» **REQUEST**: Can you copy out every one of the items below word for word, keeping each line unchanged and in the same order?
# # #
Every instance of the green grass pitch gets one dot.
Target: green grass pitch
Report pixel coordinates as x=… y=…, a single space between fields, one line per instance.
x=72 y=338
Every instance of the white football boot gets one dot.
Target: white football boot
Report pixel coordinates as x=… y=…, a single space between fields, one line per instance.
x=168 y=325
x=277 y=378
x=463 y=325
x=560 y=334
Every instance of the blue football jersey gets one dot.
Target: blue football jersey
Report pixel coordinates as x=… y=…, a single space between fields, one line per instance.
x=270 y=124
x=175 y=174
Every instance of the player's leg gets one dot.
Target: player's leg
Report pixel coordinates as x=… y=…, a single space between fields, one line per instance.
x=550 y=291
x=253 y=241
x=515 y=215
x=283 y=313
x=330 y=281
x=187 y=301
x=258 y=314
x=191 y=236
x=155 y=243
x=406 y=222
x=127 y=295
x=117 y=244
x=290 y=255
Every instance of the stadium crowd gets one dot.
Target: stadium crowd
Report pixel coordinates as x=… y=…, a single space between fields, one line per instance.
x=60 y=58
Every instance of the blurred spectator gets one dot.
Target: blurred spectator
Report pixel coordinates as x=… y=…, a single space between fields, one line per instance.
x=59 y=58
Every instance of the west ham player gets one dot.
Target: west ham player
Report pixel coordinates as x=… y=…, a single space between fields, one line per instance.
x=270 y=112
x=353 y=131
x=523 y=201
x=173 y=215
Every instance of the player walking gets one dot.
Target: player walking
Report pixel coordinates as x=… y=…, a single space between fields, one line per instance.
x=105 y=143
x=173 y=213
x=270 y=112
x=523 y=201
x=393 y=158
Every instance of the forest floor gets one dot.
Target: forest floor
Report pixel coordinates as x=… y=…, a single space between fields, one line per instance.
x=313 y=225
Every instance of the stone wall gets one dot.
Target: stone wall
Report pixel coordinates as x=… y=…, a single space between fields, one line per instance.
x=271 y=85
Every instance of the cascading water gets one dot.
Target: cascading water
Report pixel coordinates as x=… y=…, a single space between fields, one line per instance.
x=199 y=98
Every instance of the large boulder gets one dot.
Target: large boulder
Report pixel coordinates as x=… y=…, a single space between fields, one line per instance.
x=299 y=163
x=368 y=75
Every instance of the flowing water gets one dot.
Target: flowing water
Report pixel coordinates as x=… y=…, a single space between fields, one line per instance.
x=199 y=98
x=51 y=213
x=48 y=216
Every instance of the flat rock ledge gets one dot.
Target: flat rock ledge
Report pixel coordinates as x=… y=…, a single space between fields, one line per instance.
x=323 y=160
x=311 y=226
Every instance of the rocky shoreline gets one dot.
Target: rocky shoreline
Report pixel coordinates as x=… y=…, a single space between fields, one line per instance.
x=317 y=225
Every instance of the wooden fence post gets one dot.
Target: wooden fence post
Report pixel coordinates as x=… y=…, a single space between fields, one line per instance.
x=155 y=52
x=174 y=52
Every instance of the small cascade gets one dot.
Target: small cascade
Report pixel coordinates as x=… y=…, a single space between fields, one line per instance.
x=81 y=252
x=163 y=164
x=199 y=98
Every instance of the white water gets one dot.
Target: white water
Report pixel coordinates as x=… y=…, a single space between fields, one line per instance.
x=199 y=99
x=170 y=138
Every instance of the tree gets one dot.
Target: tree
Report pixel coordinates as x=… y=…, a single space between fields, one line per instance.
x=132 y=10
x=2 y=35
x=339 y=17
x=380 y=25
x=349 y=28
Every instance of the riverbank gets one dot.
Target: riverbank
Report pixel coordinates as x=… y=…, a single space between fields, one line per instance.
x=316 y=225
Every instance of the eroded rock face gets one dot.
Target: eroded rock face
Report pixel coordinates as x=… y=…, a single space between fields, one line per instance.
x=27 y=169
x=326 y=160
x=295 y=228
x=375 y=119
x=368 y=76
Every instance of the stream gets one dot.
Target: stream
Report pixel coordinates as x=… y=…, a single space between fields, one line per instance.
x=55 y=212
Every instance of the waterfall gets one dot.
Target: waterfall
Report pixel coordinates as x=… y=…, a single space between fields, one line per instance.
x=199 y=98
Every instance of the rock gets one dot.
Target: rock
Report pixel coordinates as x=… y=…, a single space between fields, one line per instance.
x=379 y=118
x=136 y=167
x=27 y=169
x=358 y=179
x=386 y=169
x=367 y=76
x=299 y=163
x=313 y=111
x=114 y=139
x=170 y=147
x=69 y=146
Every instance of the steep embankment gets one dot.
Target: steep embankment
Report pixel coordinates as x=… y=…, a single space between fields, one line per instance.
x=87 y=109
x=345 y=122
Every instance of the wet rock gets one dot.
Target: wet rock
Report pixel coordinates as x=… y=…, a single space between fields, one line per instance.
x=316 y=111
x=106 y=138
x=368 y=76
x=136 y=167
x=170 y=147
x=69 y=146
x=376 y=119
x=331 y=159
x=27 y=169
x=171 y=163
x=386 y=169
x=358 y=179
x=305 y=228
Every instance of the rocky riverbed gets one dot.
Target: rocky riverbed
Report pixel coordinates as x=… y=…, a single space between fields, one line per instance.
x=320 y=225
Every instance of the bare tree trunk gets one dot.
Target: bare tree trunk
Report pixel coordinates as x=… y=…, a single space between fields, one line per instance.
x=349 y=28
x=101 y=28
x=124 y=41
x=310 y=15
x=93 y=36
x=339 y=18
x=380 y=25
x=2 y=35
# # #
» **THE SOLUTION**:
Every instance of the green grass pitch gets one dot.
Target: green grass pitch
Report pixel coordinates as x=… y=…, a single space between fields, one line per instance.
x=72 y=338
Every instance of the white football boot gets one dot.
Target: white football boot
Report pixel coordinates as x=… y=…, a single space between fields, one line per instance.
x=168 y=325
x=277 y=378
x=463 y=325
x=560 y=334
Every instance of the blue football jersey gets one dot.
Target: blue football jersey
Report pixel coordinates as x=… y=…, a single space between fields, one line per instance.
x=270 y=124
x=175 y=174
Every instance of the player's leg gets one dot.
Target: player's leg
Report pixel coordinates as x=… y=…, a single space between fields, one line per instance.
x=550 y=291
x=253 y=241
x=515 y=215
x=283 y=313
x=330 y=281
x=187 y=301
x=258 y=314
x=191 y=236
x=155 y=243
x=406 y=222
x=127 y=295
x=117 y=244
x=290 y=255
Every instance of the stadium crowd gets one dot.
Target: stadium crowd
Report pixel coordinates as x=… y=…, a single space between fields, one line per instance.
x=60 y=58
Every instance of the blurred spectator gets one dot.
Target: blurred spectator
Report pixel coordinates as x=… y=…, a single space between fields, one line per instance.
x=59 y=58
Every instance of the west ham player gets one dot.
Target: west ham player
Report pixel coordinates as x=… y=…, a single space between fields, one line per instance.
x=270 y=112
x=353 y=131
x=523 y=201
x=173 y=215
Every instance of the player walking gets one dot.
Target: player walking
Report pixel coordinates as x=… y=…, a single space between fields, one line per instance.
x=105 y=143
x=173 y=213
x=270 y=112
x=523 y=201
x=393 y=158
Every instance of the forest floor gets one dot.
Target: forest floor
Report pixel coordinates as x=… y=…, a single space between fields, one line per instance.
x=313 y=225
Every instance of the stone wall gets one dot.
Target: stone wall
Report pixel coordinates as x=… y=…, a single space between fields, one line per instance.
x=271 y=85
Every instance of the cascading water gets one dot.
Target: cascading water
Report pixel coordinates as x=… y=…, a single space between fields, one line per instance.
x=199 y=98
Every instance of the large boulder gets one dot.
Target: large boulder
Report pixel coordinates as x=… y=…, a single space between fields, one line per instance.
x=299 y=163
x=368 y=75
Every instance of the flowing water gets one dot.
Target: flowing water
Report pixel coordinates as x=… y=…, a single space between fields, one line per instance.
x=199 y=98
x=51 y=213
x=48 y=216
Every instance of the flat rock ledge gets one dot.
Target: flat rock ledge
Report pixel coordinates as x=… y=…, a single space between fields, one line per instance.
x=323 y=160
x=311 y=226
Every instance of the rocky shoreline gets one dot.
Target: rocky shoreline
Report pixel coordinates as x=… y=…, a single space between fields, one line per instance.
x=317 y=225
Every instance of the wooden fence post gets one dot.
Target: wooden fence post
Report pixel coordinates as x=… y=…, a single space between fields, one line per instance.
x=155 y=52
x=174 y=52
Every instance of the small cascade gets one dot.
Target: small cascade
Report pixel coordinates as x=… y=…, a single space between fields, one line per instance.
x=81 y=252
x=163 y=164
x=199 y=98
Every instance of the white water gets one dot.
Target: white water
Report pixel coordinates as x=… y=…, a single space between fields, one line per instance.
x=199 y=99
x=170 y=138
Every instance of the tree gets one dot.
Target: tree
Report pixel coordinates as x=… y=…, a single space between fields, one line per instance.
x=132 y=10
x=2 y=35
x=339 y=17
x=380 y=25
x=349 y=28
Every instance of the riverbank gets one dot.
Target: riverbank
Report pixel coordinates as x=… y=…, a single space between fields, one line per instance.
x=316 y=225
Every instance of the eroded rock face gets one dot.
Target: eroded rock face
Report pixel coordinates as x=… y=…, a single space between fields, one line per instance.
x=27 y=169
x=326 y=160
x=295 y=228
x=375 y=119
x=368 y=76
Every instance of the stream gets one dot.
Target: stream
Report pixel coordinates as x=… y=…, a single space between fields, one line per instance.
x=55 y=212
Every instance of the waterfall gets one dot.
Target: waterfall
Report pixel coordinates as x=… y=…, a single space between fields, one line per instance.
x=199 y=98
Every instance of the rock gets one dot.
Target: rock
Report pixel coordinates as x=… y=…, a single space between fields, one line per instance.
x=379 y=118
x=136 y=167
x=27 y=169
x=358 y=179
x=386 y=169
x=367 y=76
x=299 y=163
x=313 y=111
x=114 y=139
x=170 y=147
x=69 y=146
Every instance of the steep embankment gets one dot.
Target: steep embankment
Report pixel coordinates as x=… y=…, a single space between fields, one line per instance.
x=87 y=109
x=345 y=122
Every instance of the wet rock gets one dot.
Target: wet rock
Report pixel coordinates as x=… y=…, a single space between fields, one line per instance.
x=316 y=111
x=106 y=138
x=368 y=76
x=136 y=167
x=170 y=147
x=69 y=146
x=376 y=119
x=331 y=159
x=27 y=169
x=171 y=163
x=386 y=169
x=358 y=179
x=305 y=228
Every instance of the rocky riverbed gets one dot.
Target: rocky riverbed
Report pixel coordinates as x=… y=…, a single space between fields, one line per instance.
x=320 y=225
Every instance of the bare tree trunk gets one dot.
Target: bare tree trunk
Report pixel coordinates as x=… y=…, a single space between fields, one line per instance.
x=349 y=28
x=101 y=28
x=124 y=41
x=310 y=15
x=93 y=36
x=339 y=18
x=380 y=25
x=2 y=35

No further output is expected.